● **Directions**
The output must be the data, printed exactly as written.

+++ Excerpted records

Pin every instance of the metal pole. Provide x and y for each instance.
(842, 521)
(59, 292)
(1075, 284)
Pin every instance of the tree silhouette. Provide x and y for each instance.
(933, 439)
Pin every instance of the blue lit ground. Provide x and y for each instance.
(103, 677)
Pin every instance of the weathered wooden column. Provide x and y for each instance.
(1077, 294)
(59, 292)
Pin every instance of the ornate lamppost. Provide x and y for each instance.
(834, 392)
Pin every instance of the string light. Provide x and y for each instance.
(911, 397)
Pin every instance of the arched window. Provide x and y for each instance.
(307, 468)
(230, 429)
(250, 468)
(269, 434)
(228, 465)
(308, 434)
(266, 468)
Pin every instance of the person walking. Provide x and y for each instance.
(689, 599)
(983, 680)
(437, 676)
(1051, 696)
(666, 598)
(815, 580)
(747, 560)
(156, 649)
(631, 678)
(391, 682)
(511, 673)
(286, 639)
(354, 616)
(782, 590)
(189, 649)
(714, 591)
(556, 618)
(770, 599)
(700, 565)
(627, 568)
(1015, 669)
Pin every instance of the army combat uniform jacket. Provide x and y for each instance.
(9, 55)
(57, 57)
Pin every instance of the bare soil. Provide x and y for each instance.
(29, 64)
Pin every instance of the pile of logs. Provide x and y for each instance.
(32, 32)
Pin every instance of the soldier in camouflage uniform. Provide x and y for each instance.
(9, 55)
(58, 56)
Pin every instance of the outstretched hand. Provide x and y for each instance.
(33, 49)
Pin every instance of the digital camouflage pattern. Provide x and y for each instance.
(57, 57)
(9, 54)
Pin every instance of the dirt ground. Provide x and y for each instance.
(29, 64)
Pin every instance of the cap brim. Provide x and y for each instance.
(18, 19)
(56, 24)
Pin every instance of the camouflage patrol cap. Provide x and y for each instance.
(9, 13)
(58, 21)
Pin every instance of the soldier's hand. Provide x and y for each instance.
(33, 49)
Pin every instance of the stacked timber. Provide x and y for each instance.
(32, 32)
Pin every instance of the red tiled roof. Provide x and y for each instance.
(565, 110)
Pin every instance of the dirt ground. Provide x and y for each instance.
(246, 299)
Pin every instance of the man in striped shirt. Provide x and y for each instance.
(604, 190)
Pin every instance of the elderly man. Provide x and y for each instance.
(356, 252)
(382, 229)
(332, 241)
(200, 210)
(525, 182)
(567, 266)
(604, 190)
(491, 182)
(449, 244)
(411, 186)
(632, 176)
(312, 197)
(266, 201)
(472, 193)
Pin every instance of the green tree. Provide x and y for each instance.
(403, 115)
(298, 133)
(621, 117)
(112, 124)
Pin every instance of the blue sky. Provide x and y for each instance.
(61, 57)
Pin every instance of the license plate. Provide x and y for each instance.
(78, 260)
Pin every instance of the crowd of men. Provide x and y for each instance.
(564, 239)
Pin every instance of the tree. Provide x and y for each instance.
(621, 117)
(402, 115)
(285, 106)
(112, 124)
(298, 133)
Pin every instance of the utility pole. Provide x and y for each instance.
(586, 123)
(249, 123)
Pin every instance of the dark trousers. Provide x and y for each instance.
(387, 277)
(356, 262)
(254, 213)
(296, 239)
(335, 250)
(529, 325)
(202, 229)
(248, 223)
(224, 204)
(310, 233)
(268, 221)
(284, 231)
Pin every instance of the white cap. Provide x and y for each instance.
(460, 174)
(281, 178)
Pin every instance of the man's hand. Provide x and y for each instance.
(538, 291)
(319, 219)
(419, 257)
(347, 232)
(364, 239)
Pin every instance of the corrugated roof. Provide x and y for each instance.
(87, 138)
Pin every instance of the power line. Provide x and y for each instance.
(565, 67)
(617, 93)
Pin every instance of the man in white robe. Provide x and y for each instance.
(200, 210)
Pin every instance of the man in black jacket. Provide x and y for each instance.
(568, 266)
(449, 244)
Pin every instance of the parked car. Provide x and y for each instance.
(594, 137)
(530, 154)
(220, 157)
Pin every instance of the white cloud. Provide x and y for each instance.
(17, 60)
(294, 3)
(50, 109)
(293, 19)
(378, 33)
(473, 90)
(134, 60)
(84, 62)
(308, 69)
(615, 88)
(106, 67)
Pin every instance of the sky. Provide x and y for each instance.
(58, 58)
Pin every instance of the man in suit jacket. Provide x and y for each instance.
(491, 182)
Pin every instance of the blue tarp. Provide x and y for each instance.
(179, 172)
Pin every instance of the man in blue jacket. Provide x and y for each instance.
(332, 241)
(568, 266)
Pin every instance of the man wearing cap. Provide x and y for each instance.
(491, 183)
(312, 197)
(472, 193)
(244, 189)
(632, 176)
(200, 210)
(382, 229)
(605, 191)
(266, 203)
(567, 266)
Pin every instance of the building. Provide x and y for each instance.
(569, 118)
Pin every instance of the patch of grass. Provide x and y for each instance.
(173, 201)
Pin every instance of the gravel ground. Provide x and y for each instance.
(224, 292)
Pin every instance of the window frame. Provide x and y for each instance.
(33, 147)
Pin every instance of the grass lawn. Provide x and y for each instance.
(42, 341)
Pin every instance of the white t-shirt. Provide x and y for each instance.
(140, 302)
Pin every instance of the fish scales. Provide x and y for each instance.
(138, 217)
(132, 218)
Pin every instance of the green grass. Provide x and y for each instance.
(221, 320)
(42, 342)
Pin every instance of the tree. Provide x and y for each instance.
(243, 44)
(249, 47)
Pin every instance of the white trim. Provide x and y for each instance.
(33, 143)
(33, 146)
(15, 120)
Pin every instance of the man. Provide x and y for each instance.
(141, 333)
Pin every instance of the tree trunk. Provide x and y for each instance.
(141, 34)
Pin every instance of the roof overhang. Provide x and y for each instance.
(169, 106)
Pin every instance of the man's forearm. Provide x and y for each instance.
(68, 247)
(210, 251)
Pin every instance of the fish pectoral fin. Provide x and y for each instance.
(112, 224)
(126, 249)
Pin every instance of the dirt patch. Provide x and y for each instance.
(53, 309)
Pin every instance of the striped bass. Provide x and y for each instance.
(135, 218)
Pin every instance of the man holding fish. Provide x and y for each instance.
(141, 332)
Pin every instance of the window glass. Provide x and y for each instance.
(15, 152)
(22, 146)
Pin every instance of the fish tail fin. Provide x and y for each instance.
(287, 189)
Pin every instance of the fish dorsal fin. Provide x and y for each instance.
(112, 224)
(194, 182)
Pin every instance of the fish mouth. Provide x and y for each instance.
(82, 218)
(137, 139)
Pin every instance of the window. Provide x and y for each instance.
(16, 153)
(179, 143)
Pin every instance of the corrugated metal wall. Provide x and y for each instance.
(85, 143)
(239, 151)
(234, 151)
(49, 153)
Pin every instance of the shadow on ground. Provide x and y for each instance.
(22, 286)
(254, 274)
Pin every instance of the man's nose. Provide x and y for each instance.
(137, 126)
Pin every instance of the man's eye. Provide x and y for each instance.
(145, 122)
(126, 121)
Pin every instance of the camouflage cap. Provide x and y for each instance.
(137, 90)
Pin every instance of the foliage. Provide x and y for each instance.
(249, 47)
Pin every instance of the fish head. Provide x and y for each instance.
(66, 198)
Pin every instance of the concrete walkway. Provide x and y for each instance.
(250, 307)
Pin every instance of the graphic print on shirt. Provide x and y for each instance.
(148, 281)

++++++

● **Written solution**
Pin every instance of the metal pole. Provide x and y for each instance.
(842, 521)
(59, 292)
(1075, 284)
Pin every instance of the tree silhouette. Provide x and y for each instance.
(933, 439)
Pin every instance of the blue lit ground. Provide x and y for each instance.
(103, 677)
Pin every instance of the weathered wooden column. Provide x and y for each instance.
(1077, 294)
(59, 292)
Pin every instance of the ornate lamppost. Provide x and y for each instance.
(834, 392)
Pin every instance of the string light. Provide x and y for each instance.
(911, 397)
Pin every instance of the arched window. Provide x and y for each instance.
(307, 468)
(230, 429)
(250, 468)
(269, 434)
(228, 465)
(308, 434)
(266, 468)
Pin every instance of the person walking. Provide x and y for each instance.
(689, 599)
(983, 680)
(437, 676)
(1051, 696)
(666, 598)
(815, 580)
(747, 560)
(156, 649)
(631, 678)
(391, 682)
(511, 673)
(286, 639)
(354, 616)
(782, 590)
(189, 649)
(714, 591)
(556, 618)
(770, 599)
(700, 565)
(627, 568)
(1015, 669)
Pin every instance of the army combat uniform jacket. Provide x and y for each instance.
(9, 55)
(57, 57)
Pin every instance of the bare soil. Provide x and y for each instance.
(29, 64)
Pin every instance of the pile of logs. Provide x and y for each instance.
(32, 32)
Pin every instance of the soldier in camouflage uniform. Provide x and y for each instance.
(9, 55)
(58, 56)
Pin every instance of the outstretched hand. Provide x and y for each instance.
(33, 49)
Pin every instance of the digital camouflage pattern. Provide x and y for each instance.
(57, 57)
(9, 54)
Pin every instance of the dirt ground. Provide x and y for each instance.
(29, 64)
Pin every instance of the cap brim. Provide x and y for each instance.
(18, 19)
(56, 24)
Pin every instance of the camouflage patrol cap. Provide x and y for each instance.
(9, 13)
(58, 21)
Pin every instance of the soldier's hand. Provide x and y for each instance.
(33, 49)
Pin every instance of the stacked timber. Provide x and y for each instance.
(32, 32)
Pin every instance of the red tiled roof. Provide x and y for each instance.
(565, 110)
Pin every instance of the dirt ground. Provide x and y for each instance.
(246, 299)
Pin every instance of the man in striped shirt. Provide x and y for each instance.
(604, 190)
Pin every instance of the elderly man. Provide x and y for each instance.
(356, 252)
(382, 229)
(332, 241)
(200, 210)
(525, 182)
(567, 266)
(604, 190)
(491, 182)
(449, 244)
(411, 186)
(632, 176)
(312, 197)
(266, 201)
(472, 193)
Pin every instance of the green tree. Provide x and y for each instance.
(403, 115)
(298, 133)
(621, 117)
(112, 124)
Pin every instance of the blue sky. Provide x and y for each instance.
(61, 57)
Pin every instance of the license plate. Provide x and y for each instance.
(78, 260)
Pin every instance of the crowd of men. Provide x and y for each instance.
(564, 239)
Pin every instance of the tree. Provide x and y for each instance.
(621, 117)
(402, 115)
(285, 106)
(112, 124)
(298, 133)
Pin every instance of the utility pole. Provide x and y for each instance.
(586, 123)
(249, 123)
Pin every instance of the dark trousers. Provide x and y for each instance.
(387, 277)
(356, 262)
(254, 213)
(296, 239)
(335, 250)
(529, 325)
(202, 229)
(248, 223)
(224, 204)
(310, 233)
(268, 221)
(284, 231)
Pin every instance of the white cap. Provide x and y for each instance.
(460, 174)
(281, 178)
Pin every instance of the man's hand. Provide x and y for each instance.
(538, 291)
(319, 219)
(419, 257)
(347, 232)
(364, 239)
Pin every instance of the corrugated roof. Provide x and y for each instance.
(87, 138)
Pin every instance of the power line. Provide x and y for each instance.
(565, 67)
(617, 93)
Pin every instance of the man in white robe. Provide x and y for each instance.
(200, 210)
Pin every instance of the man in black jacket. Provide x and y for each instance.
(568, 266)
(449, 244)
Pin every instance of the parked car. Provide x and y for each instance.
(594, 137)
(530, 154)
(220, 157)
Pin every instance of the white cloud. Provide x and y for each instance.
(17, 60)
(294, 3)
(50, 109)
(293, 19)
(378, 33)
(473, 90)
(134, 60)
(84, 62)
(308, 69)
(615, 88)
(106, 67)
Pin every instance of the sky. Provide x and y for each instance.
(58, 58)
Pin every instance of the man in suit jacket. Provide x and y for each instance.
(491, 182)
Pin every instance of the blue tarp. Provide x and y for each instance.
(179, 172)
Pin every instance of the man in blue jacket. Provide x and y for each instance.
(332, 241)
(568, 266)
Pin every instance of the man wearing cap. Provide x and y for each instance.
(491, 183)
(312, 197)
(472, 193)
(244, 189)
(632, 176)
(200, 210)
(382, 229)
(605, 191)
(266, 203)
(567, 266)
Pin every instance of the building. Provide x and y for each instance.
(569, 118)
Pin every instance of the patch of grass. Provide x and y for each instance.
(173, 201)
Pin every instance of the gravel ground. Provide x and y for each instance.
(224, 292)
Pin every instance of the window frame. Provide x and y for each instance.
(33, 147)
Pin every instance of the grass lawn. Provide x and y for each instance.
(42, 341)
Pin every instance of the white t-shirt. Provide x and y for each instance.
(140, 302)
Pin every instance of the fish scales. Provide x and y for each instance.
(138, 217)
(132, 218)
Pin every instance of the green grass. Provide x and y for each instance.
(221, 320)
(42, 342)
Pin every instance of the tree. Provide x and y for each instance.
(243, 44)
(249, 47)
Pin every instance of the white trim. Provide x and y for each instance.
(33, 143)
(33, 146)
(15, 120)
Pin every instance of the man. Provide x and y for each instance.
(141, 333)
Pin every instance of the tree trunk. Provide x and y for each instance.
(141, 34)
Pin every instance of the roof overhang. Provide x and y for each instance.
(169, 106)
Pin every instance of the man's forearm. Provide x and y for each instance.
(68, 247)
(210, 251)
Pin every instance of the fish pectoral fin. Provide x and y for each instance.
(112, 224)
(126, 249)
Pin every instance of the dirt patch. Provide x and y for each instance.
(53, 309)
Pin every instance of the striped bass. Provide x and y for each instance.
(135, 218)
Pin every instance of the man holding fish. Provide x and y for each instance.
(141, 332)
Pin every instance of the window glass. Provide x and y for each instance.
(15, 152)
(22, 146)
Pin every instance of the fish tail fin. Provide x and y for each instance.
(287, 189)
Pin every instance of the fish dorsal fin. Provide x and y for each instance.
(112, 224)
(194, 182)
Pin every instance of the fish mouth. Provide x and y for each instance.
(82, 218)
(137, 139)
Pin every instance of the window. Provide x and y for each instance.
(16, 153)
(179, 143)
Pin every instance of the corrugated metal wall. Provide x and y for each instance.
(85, 143)
(239, 151)
(234, 151)
(49, 153)
Pin every instance of the shadow on ground. Provide x and y for each instance.
(22, 286)
(254, 274)
Pin every instance of the man's nose. Provide x and y for each instance.
(137, 126)
Pin every instance of the man's eye. Provide x and y for each instance.
(145, 122)
(126, 121)
Pin every instance of the camouflage cap. Provide x and y for each instance.
(137, 90)
Pin every instance of the foliage. Provide x and y for each instance.
(249, 47)
Pin every instance of the fish head. Provide x and y for each instance.
(66, 198)
Pin every instance of the concrete walkway. Provide x and y for each instance.
(250, 307)
Pin every instance of the graphic print on shirt. Provide x and y for each instance.
(148, 281)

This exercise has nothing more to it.